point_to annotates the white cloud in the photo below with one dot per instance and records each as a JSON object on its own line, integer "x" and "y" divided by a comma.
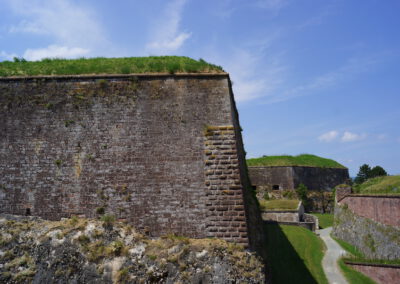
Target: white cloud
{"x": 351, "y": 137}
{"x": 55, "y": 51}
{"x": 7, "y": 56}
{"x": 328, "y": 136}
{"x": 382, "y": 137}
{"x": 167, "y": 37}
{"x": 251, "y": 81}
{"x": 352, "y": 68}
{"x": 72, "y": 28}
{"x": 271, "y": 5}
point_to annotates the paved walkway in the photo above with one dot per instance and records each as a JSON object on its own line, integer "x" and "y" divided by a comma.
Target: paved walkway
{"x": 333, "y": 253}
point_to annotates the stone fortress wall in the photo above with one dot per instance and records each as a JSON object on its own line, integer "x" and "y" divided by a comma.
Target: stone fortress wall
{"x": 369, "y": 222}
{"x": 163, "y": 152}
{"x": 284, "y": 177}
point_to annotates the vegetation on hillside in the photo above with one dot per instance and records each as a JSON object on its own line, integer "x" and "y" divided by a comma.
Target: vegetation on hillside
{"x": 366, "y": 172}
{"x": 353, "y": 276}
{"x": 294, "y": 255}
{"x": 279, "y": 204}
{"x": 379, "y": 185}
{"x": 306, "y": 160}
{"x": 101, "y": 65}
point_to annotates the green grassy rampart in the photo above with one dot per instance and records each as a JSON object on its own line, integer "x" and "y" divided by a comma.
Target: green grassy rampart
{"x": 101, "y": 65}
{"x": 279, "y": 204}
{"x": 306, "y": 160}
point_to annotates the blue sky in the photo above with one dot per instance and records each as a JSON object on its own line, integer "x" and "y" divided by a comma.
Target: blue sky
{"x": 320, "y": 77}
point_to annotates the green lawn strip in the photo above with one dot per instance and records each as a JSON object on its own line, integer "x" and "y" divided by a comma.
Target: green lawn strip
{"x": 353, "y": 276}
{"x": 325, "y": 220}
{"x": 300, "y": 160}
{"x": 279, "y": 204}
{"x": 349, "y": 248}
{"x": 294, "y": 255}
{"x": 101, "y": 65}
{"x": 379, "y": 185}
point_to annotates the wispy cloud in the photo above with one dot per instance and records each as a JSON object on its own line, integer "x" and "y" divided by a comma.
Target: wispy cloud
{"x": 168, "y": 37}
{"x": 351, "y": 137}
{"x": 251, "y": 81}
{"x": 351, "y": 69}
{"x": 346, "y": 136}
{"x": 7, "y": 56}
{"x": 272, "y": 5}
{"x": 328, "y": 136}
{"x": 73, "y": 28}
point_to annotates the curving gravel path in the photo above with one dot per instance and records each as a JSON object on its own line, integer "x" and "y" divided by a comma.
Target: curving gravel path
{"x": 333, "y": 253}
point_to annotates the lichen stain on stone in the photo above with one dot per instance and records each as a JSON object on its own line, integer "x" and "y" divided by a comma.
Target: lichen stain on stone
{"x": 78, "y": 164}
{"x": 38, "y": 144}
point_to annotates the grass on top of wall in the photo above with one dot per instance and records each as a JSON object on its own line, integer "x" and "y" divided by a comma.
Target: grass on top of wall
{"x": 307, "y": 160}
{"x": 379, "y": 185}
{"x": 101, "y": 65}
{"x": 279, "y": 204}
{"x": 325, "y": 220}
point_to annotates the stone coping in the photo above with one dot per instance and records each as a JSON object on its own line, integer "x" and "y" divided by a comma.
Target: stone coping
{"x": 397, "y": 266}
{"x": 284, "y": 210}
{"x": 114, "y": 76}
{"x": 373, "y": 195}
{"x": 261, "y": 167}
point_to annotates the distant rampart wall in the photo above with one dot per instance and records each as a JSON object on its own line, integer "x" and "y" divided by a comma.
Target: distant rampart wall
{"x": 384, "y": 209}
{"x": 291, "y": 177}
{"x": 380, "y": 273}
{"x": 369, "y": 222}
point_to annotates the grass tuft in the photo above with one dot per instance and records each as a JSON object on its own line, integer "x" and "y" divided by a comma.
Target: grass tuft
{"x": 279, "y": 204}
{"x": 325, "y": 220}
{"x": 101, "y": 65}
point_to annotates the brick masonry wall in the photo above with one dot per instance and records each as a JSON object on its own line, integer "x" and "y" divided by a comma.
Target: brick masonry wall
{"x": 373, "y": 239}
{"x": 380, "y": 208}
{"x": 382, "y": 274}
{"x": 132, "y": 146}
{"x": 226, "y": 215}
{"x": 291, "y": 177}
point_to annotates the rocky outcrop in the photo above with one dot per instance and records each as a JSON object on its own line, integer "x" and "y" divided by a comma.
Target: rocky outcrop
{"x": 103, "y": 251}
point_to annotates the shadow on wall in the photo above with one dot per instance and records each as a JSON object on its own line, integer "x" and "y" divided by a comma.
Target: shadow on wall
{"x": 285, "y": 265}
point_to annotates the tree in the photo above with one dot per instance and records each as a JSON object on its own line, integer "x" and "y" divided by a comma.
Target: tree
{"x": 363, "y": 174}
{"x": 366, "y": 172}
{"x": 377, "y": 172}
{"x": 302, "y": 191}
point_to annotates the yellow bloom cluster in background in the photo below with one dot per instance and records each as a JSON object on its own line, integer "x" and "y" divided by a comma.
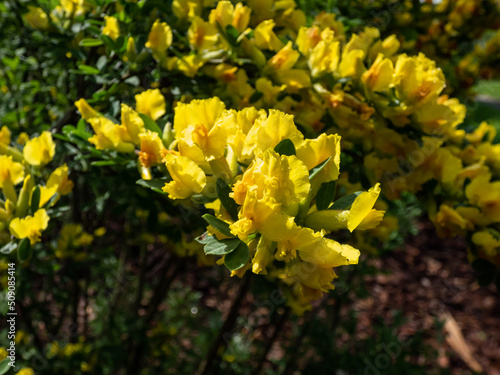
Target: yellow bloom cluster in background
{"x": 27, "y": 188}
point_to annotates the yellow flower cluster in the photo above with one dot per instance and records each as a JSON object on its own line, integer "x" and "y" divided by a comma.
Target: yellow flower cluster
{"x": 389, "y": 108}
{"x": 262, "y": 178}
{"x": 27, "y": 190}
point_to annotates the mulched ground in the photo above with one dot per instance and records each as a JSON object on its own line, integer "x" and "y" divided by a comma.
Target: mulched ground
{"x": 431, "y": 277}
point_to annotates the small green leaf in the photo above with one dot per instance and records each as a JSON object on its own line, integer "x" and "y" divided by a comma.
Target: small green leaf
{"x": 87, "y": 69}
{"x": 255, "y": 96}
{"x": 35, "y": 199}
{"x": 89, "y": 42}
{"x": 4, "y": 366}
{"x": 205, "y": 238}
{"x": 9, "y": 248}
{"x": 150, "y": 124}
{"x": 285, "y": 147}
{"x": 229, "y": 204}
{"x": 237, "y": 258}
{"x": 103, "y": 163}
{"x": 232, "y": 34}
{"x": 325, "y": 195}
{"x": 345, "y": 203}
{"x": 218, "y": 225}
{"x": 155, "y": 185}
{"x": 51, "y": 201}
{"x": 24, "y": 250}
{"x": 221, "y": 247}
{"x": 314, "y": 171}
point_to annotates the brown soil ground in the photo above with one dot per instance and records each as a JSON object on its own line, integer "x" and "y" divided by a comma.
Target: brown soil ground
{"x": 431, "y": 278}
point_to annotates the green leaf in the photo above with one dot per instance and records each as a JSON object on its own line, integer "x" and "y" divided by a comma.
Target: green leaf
- - - -
What to produce: Turn the lines of the records above into a numbered list, beginning at the line that has "point_to annotates the green leaf" and stopping after the last line of the records. Leave out blank lines.

Solution to this exercise:
1. point_to annotates the green leaf in the photo above with one dot per instance and records each as a JSON object on its own line, integer "x" and "y" divided by a comma.
2. Target: green leaf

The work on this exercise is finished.